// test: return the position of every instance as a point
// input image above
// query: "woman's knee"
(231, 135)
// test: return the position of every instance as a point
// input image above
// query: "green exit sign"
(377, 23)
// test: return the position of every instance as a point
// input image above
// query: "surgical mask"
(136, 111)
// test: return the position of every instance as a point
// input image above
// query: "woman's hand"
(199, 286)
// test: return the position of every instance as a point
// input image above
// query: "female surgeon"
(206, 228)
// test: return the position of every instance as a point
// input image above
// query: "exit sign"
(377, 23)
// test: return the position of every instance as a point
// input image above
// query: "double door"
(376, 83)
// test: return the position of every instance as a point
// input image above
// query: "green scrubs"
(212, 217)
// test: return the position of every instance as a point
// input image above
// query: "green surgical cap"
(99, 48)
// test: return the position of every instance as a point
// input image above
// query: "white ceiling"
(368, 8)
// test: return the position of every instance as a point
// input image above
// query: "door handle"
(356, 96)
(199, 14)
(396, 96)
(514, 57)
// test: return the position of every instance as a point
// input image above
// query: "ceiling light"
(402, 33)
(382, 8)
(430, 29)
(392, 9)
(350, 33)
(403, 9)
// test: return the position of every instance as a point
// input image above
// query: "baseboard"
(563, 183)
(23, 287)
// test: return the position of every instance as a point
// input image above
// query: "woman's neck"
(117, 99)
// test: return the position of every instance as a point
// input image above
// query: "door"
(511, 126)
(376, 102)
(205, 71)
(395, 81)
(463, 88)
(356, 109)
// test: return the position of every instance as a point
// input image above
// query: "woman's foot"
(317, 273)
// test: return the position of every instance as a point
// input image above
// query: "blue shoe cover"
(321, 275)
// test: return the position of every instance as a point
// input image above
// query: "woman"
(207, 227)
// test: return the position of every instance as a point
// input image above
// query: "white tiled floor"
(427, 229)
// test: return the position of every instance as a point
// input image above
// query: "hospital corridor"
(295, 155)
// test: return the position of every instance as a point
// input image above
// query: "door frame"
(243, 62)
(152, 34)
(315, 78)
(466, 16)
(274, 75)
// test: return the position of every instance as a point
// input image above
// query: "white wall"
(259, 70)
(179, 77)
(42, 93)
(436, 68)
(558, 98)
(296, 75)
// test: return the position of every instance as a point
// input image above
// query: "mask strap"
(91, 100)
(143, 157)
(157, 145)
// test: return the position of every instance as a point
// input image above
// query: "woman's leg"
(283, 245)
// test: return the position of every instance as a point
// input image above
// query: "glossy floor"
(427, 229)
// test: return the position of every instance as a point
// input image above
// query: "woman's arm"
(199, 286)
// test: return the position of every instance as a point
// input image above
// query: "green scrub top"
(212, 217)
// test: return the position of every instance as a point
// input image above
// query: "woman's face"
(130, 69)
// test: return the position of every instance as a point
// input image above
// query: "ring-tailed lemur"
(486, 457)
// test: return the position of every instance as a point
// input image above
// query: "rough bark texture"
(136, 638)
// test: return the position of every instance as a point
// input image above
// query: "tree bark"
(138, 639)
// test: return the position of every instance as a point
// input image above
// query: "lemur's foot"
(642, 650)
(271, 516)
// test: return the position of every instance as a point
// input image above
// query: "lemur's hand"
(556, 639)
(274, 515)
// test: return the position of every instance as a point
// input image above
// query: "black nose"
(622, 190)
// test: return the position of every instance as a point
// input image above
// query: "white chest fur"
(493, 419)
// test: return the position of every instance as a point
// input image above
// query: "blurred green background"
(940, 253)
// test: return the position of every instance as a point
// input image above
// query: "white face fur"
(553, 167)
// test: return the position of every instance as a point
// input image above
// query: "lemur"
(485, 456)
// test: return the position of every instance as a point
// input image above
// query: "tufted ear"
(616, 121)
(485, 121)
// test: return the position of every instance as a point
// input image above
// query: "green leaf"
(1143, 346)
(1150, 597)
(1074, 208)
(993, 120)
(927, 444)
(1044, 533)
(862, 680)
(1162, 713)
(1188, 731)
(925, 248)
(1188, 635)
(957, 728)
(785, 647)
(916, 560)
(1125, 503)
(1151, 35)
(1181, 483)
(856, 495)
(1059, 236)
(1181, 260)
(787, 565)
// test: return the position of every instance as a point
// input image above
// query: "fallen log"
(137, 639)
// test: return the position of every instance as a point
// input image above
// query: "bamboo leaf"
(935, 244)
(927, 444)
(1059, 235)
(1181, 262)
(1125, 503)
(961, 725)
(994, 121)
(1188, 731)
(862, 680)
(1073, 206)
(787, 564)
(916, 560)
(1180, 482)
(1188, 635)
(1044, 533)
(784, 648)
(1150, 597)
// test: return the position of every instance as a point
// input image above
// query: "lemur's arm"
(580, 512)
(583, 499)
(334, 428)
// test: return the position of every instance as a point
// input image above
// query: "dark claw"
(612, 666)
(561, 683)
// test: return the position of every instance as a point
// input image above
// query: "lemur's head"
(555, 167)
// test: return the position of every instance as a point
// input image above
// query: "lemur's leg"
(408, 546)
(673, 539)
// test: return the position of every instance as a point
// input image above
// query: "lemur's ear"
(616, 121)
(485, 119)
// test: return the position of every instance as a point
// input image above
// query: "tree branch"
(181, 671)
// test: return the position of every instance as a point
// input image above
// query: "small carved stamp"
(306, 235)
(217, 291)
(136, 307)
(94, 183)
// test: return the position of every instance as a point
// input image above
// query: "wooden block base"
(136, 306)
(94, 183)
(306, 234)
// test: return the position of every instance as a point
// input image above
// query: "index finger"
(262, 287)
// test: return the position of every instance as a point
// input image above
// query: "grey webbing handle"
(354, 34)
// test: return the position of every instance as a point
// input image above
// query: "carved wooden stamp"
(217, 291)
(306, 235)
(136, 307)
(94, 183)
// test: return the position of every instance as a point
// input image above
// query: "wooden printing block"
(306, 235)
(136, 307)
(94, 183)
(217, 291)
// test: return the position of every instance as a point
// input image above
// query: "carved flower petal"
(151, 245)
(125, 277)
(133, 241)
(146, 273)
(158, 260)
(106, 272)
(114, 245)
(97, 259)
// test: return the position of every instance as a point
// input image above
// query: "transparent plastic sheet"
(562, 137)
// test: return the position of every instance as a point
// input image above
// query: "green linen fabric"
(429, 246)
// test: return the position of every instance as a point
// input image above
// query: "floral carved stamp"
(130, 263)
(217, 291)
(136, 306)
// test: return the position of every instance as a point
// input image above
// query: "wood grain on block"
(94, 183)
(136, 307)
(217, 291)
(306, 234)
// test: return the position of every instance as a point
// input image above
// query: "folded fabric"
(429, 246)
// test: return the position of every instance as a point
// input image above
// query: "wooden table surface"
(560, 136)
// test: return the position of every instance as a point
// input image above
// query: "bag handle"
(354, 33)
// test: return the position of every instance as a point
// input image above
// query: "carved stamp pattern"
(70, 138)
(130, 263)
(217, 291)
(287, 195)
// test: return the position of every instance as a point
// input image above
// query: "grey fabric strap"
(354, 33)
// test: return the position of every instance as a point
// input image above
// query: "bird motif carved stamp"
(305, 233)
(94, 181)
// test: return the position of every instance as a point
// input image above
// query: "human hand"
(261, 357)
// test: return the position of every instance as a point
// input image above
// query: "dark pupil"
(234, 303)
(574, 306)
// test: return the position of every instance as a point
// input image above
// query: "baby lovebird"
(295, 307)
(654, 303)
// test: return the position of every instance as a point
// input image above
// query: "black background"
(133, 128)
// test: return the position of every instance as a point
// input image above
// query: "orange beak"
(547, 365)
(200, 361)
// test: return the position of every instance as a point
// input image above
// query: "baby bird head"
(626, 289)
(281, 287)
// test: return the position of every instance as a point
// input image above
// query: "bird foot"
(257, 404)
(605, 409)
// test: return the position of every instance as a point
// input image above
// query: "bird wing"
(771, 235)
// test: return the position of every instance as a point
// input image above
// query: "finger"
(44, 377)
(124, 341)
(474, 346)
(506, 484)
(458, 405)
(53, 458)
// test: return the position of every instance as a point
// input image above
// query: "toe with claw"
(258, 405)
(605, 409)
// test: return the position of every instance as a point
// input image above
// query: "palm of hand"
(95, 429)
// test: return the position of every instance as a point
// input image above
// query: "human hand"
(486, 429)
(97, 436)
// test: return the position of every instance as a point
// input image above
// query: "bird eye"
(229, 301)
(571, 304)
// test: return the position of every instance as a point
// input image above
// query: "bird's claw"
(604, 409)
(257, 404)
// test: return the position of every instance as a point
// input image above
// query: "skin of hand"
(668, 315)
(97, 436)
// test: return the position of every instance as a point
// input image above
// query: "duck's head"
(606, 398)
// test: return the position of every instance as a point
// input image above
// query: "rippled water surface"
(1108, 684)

• Brief: Select every line in the records above that contains the word "fabric", matching its case exactly, and copy each one.

• Output of the task:
// query: "green linen fabric"
// query: "folded fabric"
// query: "grey fabric strap"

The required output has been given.